Excerpt provided:

This is an excerpt from the Winter 1961 issue of The Notre Dame Sister, a publication from the Baltimore Province.
Although Charleston is not like any other place, Christmas in Charleston is, in many ways, like Christmas anywhere. Certainly there is the same Babe, the same Virgin Mother, the same silent foster father. There will hardly be snow on the ground for the Baby's birth. The night air is crisp and cool, though, and there is an odd rustle of leaves on the small sturdy palmetto palm trees. Balsams, imported from the colder North, are trimmed soon after their arrival in early December.
There is the usual caroling. Little groups of people, often students, go from place to place singing of His birth. They visit the hospitals, the orphanages, the old folks' home, the naval base hospital, the convents, and private homes...and the singers only dream of a "white Christmas."
Most of the sisters in our house can recall only one occasion when snow fell, and it lasted only until it touched the ground. Beautiful white flakes began to fall one day. Every teacher in town took her class outside to see and feel the magic of snow. There was not the usual whoop that northern youngsters let forth. These children put out their hands in sheer delight and held the flakes almost reverently in their open palms.
Our Christmas within the convent is a very wonderful time. Our bishop goes from convent to convent during the Christmas holidays, says Mass in the convent chapel, and afterwards stays for breakfast and a chat. There are only six or seven convents in and around Charleston, so the bishop's task is not an impossible one. It gives us a wonderful sense of belonging to the diocese.
For some years our sisters supplied the choir for midnight Mass at the military base chapels, both of which are situated quite close to Saint John's. We have always looked on this as a special privilege - to serve those who serve us so well.
The Christmas dinner is like the traditional dinners we have all enjoyed. Although we have never sat at table with a typical Charleston family, we would surmise that one other dish would be added. Surely they would have grits, or maybe hush puppies. Someone once told us that you could always get a Southerner excited by talking about the Civil War - and grits. (When one of the sisters had occasion to be in the hospital as a patient, she overheard a nurse say to the one who was getting the trays ready, "No grits for the Yankee sister in 325.")
We would like to be able to say that part of Charleston's great heritage is a strong, undaunted Catholicity, but that is not true. We have fervent Catholics here, but not nearly enough. Only one per cent of the people in the state are Catholics. These are a kind and gracious people. We pray that some day soon we may really know a "White Christmas" here in the "Old South."

Information:
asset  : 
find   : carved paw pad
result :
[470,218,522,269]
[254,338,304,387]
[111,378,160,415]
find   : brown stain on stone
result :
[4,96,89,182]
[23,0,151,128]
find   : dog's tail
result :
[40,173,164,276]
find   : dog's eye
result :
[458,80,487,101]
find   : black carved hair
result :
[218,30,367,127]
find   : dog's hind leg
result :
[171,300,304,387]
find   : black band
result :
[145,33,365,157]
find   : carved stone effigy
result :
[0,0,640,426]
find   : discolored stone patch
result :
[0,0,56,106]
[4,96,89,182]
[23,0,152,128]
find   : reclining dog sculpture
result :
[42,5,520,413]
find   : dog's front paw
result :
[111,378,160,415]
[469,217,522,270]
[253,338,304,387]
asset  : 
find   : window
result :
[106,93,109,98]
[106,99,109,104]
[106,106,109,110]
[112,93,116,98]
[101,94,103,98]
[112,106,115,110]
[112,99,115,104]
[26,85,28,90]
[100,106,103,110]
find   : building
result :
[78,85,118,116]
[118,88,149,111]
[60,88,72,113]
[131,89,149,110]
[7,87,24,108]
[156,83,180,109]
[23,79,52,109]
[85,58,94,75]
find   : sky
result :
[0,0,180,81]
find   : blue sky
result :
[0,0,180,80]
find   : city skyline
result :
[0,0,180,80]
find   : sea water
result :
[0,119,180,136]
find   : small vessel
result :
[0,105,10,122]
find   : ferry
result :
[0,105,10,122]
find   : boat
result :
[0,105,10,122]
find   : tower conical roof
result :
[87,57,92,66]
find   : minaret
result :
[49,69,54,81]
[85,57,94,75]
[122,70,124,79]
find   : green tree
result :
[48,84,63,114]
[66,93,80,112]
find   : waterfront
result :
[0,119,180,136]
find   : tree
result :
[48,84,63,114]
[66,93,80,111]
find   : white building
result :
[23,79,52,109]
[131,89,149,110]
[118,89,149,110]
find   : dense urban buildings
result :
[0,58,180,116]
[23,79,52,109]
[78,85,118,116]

Your goal:
Please answer from the excerpt on Christmas in Charleston: when are the balsams imported from the North trimmed?

Result of this task:
Soon after they arrive in early December.